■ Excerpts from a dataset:
# # # # # # #
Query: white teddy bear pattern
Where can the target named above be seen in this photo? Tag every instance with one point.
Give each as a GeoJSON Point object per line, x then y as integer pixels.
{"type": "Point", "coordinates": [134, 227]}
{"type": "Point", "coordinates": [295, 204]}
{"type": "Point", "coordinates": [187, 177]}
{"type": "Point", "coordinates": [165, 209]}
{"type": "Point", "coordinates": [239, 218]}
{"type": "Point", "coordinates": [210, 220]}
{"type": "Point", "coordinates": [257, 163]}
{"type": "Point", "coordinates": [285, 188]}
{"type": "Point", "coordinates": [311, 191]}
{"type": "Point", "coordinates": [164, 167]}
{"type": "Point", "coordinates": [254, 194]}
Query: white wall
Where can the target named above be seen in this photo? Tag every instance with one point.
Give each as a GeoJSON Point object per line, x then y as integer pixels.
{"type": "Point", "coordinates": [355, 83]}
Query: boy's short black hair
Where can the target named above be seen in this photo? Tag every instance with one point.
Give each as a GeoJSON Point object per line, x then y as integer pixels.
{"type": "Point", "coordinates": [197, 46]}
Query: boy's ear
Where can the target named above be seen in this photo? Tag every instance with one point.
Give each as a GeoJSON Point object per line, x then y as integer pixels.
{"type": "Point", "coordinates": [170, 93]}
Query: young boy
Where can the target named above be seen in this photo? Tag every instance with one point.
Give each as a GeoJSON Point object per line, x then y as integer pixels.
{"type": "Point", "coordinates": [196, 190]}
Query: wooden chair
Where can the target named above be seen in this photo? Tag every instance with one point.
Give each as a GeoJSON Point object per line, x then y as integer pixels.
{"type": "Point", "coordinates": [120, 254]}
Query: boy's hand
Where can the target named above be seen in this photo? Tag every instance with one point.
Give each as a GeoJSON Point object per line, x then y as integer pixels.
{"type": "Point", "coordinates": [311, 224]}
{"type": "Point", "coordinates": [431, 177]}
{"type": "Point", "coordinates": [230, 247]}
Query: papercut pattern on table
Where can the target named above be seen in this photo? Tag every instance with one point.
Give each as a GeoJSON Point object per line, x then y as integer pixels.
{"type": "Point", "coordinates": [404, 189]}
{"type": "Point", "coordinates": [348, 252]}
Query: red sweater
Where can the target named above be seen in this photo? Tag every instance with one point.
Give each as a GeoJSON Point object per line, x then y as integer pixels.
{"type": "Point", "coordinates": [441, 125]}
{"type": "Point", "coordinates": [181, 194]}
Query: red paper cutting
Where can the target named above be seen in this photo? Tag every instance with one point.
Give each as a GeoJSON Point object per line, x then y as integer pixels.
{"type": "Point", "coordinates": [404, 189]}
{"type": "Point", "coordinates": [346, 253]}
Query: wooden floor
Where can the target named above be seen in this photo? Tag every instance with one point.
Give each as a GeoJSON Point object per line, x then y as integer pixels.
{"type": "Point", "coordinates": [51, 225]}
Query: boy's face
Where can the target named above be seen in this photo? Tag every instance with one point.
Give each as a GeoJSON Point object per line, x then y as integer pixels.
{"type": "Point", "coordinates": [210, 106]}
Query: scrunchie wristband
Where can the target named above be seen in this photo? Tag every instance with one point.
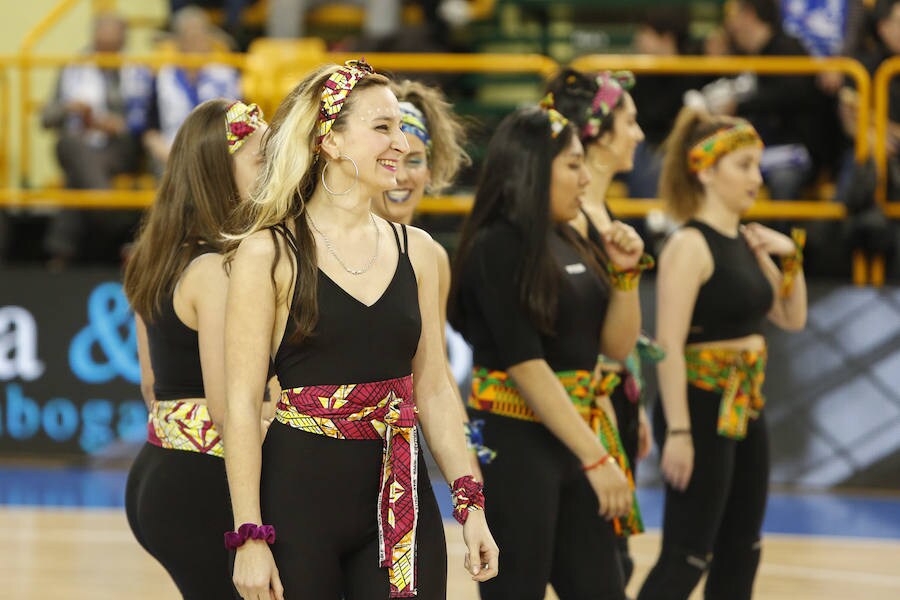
# # # # # # #
■ What is needed:
Each entry is to be written out again word for word, and any pictures are to be omitted.

■ Task output:
Query: white teddy bear pattern
Where can the target named above be seen in this photo? Tag every instance with one point.
Give each as a GeoJSON Point object per line, x then y as integer pixels.
{"type": "Point", "coordinates": [134, 227]}
{"type": "Point", "coordinates": [295, 204]}
{"type": "Point", "coordinates": [187, 177]}
{"type": "Point", "coordinates": [165, 209]}
{"type": "Point", "coordinates": [239, 218]}
{"type": "Point", "coordinates": [210, 220]}
{"type": "Point", "coordinates": [257, 163]}
{"type": "Point", "coordinates": [285, 188]}
{"type": "Point", "coordinates": [311, 191]}
{"type": "Point", "coordinates": [164, 167]}
{"type": "Point", "coordinates": [254, 194]}
Query: white wall
Where can the target named above be seen in this photo? Tag every instance with one point.
Give each as a GeoJSON Point object per line, x then y as integer pixels.
{"type": "Point", "coordinates": [355, 83]}
Query: boy's short black hair
Where can the target named above be seen in this photo? Tag every instance with one point.
Give each as a GeoJSON Point object per line, x then y as integer pixels.
{"type": "Point", "coordinates": [197, 46]}
Query: boy's ear
Where can the target named above be seen in this photo? Tag every instance with one point.
Give each as a GeoJSON Point object per line, x then y as integer pixels.
{"type": "Point", "coordinates": [170, 93]}
Query: young boy
Where can the target named above be seen in this photo? Tag every instance with one point.
Give each as a GeoJSON Point object per line, x then y as integer pixels.
{"type": "Point", "coordinates": [196, 190]}
Query: wooden chair
Where can the target named above be seen in this photo? Tag every instance with one point.
Give each as a GeoJSON Point object per line, x then y as integer pixels.
{"type": "Point", "coordinates": [120, 254]}
Query: boy's hand
Where can the target named above be seen in this photo? Tag every instance with one point.
Give each as a GeoJSON Point object per line, x then y as integer pixels.
{"type": "Point", "coordinates": [311, 224]}
{"type": "Point", "coordinates": [431, 177]}
{"type": "Point", "coordinates": [230, 247]}
Query: papercut pattern on table
Where can the target named above be seen in this photo? Tag every instance with one point.
Give each as a GeoJSON Point object per line, x then y as integer pixels.
{"type": "Point", "coordinates": [404, 189]}
{"type": "Point", "coordinates": [348, 252]}
Query: red sweater
Where can the target named above be seen in this photo? Tag every instance with one point.
Give each as a GeoJSON Point object per line, x then y as integer pixels.
{"type": "Point", "coordinates": [441, 125]}
{"type": "Point", "coordinates": [181, 194]}
Query: red paper cutting
Where can the target named above be seen in this photo? Tag every instance with one point.
Give each as a GeoJSON Point object per line, x then y as integer pixels.
{"type": "Point", "coordinates": [404, 189]}
{"type": "Point", "coordinates": [346, 253]}
Query: wooden floor
Where can the target named above be seen in this photo? Tag every instance with one point.
Give each as a GeoJSON Point object per line, x then y as integer pixels.
{"type": "Point", "coordinates": [51, 225]}
Query: boy's face
Where can the target named above be seen in this photo? Tag every instance with one point.
Give each as a GeoJSON Point object per line, x then y as integer pixels.
{"type": "Point", "coordinates": [210, 106]}
Query: scrunchie wristband
Where can the target named above be seen in this photo? Tag every instance with one point.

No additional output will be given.